_Extract_.

Writing about Steubenville, the Belle Jar Blog says:

The Steubenville rape victim was certainly someone’s daughter. She may have been someone’s sister. Someday she might even be someone’s wife. But these are not the reasons why raping her was wrong. This rape, and any rape, was wrong because women are people. Women are people, rape is wrong, and no one should ever be raped. End of story.

And, writing about the mental health conference, C.D. says:

Second, the “friends and family” approach makes it seem like people with mental illnesses are only important in the context of their relationships. In the President’s speech, we are defined not as individuals, but within the structure of relationships with “sane” people – the “family member, friend, neighbor” who knows us. This makes us secondary players in our own illnesses: our conditions are important not because they’re destroying our lives, or making every day a struggle, but because they’re making our loved ones miserable.

I agree with these arguments. I think that the “friends and family” approach, which I will call the “appeal to kinship” for lack of a better term, implies–not intentionally–that people should care about these issues because, well, wouldn’t it suck if that happened to someone you love?

I think the “not intentionally” part is absolutely vital here. A lot of people respond to the arguments above with things like “Yeah well Obama didn’t mean that women have no worth if they’re not related to you” and “But nobody said that we should only care about mentally ill people because they’re our friends and family” and so on. Yes, if we were saying that Obama et al literally mean to say that we shouldn’t rape women and we should help the mentally ill get treatment simply because sometimes people we love get raped or have mental illnesses, that would be an incredibly uncharitable interpretation. But that’s not what these arguments are claiming.

_Task requirements_.
Translate this sentence from the essay on the appeal to kinship into Spanish: "But that’s not what these arguments are claiming."

_Excerpted data_.

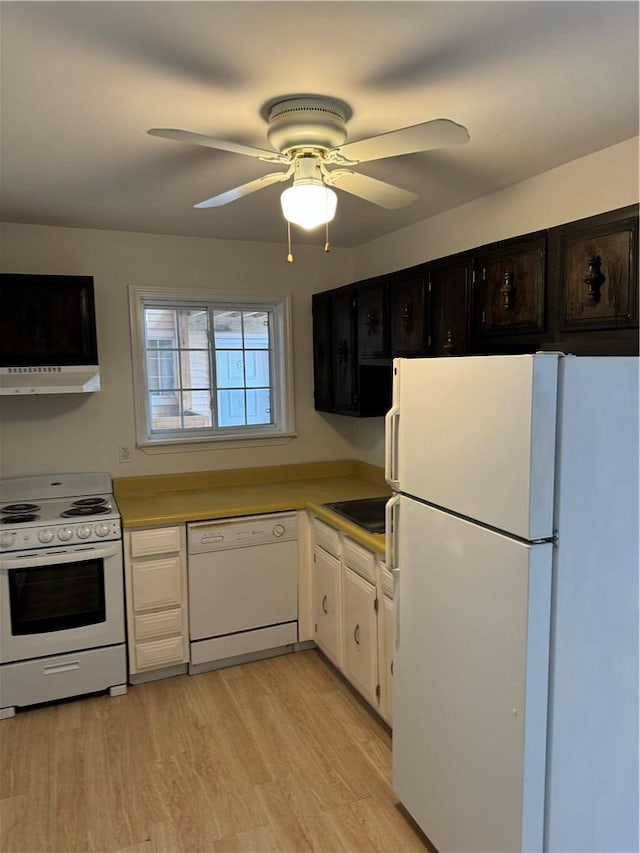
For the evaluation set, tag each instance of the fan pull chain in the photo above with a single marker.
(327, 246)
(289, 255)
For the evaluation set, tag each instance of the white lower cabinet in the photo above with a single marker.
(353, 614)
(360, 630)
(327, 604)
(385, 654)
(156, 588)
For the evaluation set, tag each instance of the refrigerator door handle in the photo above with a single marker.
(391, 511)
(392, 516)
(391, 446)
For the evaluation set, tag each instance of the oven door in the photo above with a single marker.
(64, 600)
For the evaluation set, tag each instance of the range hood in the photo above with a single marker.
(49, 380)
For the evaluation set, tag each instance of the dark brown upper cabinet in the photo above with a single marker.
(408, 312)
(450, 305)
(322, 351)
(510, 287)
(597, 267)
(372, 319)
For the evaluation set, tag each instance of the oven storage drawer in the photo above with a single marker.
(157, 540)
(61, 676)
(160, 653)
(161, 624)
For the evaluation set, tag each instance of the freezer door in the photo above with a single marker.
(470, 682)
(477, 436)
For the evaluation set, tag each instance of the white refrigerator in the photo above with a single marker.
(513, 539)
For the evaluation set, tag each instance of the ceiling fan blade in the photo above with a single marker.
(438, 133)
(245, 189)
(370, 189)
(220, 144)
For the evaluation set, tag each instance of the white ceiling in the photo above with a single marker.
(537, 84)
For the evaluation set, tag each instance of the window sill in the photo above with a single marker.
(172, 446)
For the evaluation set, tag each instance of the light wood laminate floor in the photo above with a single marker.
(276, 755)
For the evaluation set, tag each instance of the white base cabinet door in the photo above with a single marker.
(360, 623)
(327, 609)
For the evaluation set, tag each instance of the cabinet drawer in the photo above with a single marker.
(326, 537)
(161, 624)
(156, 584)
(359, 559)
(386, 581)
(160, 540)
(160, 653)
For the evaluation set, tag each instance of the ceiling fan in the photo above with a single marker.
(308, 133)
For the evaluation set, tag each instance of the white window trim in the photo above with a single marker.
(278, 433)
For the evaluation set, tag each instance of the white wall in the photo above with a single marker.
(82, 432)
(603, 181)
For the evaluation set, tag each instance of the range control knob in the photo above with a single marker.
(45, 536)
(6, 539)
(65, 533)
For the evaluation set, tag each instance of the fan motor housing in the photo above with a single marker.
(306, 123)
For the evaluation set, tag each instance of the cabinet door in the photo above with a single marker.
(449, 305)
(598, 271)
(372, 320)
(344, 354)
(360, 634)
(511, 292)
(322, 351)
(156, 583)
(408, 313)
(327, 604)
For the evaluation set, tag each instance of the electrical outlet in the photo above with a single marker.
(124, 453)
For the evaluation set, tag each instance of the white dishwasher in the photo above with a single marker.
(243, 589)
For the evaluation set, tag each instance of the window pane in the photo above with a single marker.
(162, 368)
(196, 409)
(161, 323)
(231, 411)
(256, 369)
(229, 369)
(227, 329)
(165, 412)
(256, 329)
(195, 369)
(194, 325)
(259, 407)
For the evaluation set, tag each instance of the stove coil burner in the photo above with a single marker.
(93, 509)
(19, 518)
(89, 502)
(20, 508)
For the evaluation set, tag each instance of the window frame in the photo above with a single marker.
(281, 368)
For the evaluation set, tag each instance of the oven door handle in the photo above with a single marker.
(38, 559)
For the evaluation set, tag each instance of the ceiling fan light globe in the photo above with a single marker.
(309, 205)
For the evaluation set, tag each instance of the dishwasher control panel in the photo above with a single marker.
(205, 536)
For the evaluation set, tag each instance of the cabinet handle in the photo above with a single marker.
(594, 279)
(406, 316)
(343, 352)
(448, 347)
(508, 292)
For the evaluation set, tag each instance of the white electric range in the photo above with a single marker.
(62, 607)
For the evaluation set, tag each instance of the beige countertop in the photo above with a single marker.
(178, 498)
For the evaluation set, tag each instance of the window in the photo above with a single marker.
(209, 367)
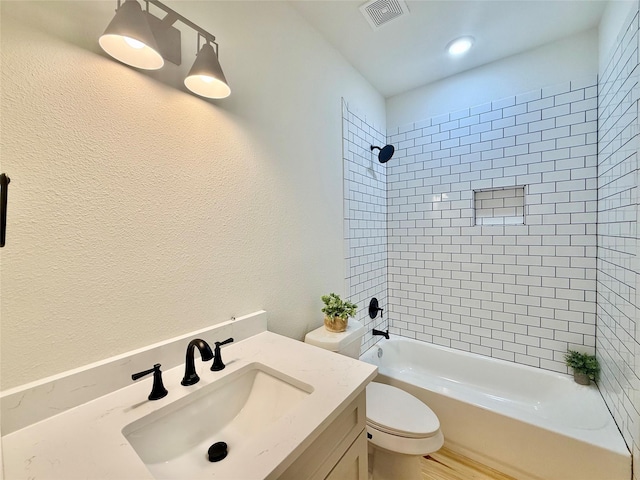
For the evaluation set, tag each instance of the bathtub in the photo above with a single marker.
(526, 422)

_Exercise answer_.
Pero eso no es lo que afirman estos argumentos.